Given exercise: Repeat the lines of the material from the line containing "Note to the class: identify the black athletic" through the line containing "(1066, 559)", inclusive.

[Point-based annotation data]
------------

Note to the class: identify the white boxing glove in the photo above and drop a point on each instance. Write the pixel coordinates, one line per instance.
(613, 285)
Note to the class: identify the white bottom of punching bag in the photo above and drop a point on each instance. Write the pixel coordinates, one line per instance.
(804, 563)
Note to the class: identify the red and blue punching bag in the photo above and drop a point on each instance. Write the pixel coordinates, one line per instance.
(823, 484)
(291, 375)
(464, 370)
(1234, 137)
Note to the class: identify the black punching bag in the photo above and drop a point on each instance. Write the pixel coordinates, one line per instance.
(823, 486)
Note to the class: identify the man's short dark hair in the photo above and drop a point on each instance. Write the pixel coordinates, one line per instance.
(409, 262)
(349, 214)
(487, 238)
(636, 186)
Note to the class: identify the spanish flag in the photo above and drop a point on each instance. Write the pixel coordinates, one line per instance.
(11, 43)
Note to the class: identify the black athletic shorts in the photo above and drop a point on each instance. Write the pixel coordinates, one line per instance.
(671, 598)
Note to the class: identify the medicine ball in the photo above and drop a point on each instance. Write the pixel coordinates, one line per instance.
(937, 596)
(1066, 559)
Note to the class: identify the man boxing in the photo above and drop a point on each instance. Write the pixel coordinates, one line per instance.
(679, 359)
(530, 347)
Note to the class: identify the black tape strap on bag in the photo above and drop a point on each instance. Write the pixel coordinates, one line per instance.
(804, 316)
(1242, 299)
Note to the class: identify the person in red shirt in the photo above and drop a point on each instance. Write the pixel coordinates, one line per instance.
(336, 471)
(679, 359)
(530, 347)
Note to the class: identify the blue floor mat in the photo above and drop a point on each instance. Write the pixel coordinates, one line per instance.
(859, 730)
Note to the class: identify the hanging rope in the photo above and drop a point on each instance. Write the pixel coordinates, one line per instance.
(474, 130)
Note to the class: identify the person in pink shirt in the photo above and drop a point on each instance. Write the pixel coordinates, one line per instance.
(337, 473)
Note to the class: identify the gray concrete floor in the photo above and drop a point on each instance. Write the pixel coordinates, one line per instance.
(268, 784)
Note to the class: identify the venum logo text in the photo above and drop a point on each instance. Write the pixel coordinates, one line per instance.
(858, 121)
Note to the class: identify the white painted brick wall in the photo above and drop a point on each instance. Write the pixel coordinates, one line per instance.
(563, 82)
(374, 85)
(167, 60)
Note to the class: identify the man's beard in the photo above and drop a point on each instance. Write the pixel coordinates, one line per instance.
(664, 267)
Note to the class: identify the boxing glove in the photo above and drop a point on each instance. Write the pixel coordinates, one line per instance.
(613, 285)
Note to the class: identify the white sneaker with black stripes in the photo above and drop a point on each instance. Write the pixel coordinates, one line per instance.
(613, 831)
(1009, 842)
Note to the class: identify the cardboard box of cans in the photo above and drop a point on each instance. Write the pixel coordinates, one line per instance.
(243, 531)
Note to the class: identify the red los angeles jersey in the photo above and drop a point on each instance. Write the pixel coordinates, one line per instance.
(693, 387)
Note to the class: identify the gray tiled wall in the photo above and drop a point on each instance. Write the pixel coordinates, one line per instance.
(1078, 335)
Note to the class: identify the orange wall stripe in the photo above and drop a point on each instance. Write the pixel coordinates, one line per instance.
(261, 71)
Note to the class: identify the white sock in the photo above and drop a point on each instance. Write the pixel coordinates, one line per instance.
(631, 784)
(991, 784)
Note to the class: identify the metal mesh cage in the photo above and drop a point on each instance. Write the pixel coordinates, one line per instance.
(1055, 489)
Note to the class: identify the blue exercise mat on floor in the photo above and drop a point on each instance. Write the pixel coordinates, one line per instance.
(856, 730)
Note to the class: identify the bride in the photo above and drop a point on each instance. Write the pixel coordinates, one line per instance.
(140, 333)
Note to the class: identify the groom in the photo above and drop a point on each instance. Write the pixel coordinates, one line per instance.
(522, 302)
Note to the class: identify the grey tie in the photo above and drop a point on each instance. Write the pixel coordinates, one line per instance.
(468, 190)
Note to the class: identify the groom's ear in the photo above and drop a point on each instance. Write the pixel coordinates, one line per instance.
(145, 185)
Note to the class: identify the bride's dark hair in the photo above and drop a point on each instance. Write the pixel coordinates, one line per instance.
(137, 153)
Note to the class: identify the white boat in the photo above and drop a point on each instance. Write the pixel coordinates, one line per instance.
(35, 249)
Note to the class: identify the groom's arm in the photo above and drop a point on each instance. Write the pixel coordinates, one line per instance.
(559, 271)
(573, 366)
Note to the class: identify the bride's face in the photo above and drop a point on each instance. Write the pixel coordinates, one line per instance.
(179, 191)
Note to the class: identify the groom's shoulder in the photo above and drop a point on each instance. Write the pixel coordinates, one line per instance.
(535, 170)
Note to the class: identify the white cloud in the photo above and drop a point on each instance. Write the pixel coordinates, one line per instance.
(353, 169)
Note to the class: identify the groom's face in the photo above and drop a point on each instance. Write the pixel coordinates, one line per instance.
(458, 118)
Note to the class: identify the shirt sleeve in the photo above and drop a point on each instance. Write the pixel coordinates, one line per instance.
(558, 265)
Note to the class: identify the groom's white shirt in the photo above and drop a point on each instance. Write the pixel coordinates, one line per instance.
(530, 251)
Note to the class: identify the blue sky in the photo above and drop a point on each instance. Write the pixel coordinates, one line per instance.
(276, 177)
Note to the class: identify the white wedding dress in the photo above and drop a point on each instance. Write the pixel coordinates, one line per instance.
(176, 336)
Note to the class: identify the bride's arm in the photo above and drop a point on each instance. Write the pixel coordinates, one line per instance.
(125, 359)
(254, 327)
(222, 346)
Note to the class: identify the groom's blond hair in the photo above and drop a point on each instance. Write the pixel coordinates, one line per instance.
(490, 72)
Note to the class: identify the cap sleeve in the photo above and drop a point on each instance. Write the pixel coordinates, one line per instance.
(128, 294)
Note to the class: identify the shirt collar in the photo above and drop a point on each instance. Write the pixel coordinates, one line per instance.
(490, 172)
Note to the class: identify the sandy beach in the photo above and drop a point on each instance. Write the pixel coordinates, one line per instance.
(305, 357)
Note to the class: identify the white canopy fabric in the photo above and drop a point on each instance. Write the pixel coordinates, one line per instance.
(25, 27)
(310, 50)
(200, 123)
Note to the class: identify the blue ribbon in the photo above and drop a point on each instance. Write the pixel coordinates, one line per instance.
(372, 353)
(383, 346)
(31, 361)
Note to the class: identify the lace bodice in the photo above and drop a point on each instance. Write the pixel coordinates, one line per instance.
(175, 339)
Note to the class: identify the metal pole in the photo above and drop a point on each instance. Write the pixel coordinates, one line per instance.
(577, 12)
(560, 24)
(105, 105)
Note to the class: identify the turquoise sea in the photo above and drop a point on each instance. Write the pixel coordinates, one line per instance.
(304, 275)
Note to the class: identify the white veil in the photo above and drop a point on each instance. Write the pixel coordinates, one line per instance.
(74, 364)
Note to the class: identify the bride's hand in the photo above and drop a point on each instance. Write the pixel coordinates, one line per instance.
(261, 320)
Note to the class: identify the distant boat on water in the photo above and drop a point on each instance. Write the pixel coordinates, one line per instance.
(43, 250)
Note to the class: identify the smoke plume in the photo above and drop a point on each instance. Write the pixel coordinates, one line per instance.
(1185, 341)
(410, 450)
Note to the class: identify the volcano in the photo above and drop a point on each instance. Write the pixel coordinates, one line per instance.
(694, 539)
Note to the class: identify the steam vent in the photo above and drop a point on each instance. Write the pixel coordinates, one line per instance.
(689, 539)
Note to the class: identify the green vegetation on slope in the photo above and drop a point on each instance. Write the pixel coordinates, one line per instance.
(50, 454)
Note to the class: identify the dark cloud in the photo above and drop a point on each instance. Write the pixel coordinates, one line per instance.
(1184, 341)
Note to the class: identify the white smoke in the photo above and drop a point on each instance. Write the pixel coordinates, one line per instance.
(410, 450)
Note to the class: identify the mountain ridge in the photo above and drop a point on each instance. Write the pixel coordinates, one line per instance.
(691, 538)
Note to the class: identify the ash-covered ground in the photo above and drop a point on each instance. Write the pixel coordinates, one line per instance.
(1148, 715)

------------

Worked solution:
Note to the class: identify the black athletic shorts in the photo above and drop a point on each instance. Write the pixel coordinates, one line per instance.
(671, 598)
Note to the class: identify the medicine ball in the photo above and drop a point on each instance. Write the pixel coordinates, one line per instance.
(937, 596)
(1066, 559)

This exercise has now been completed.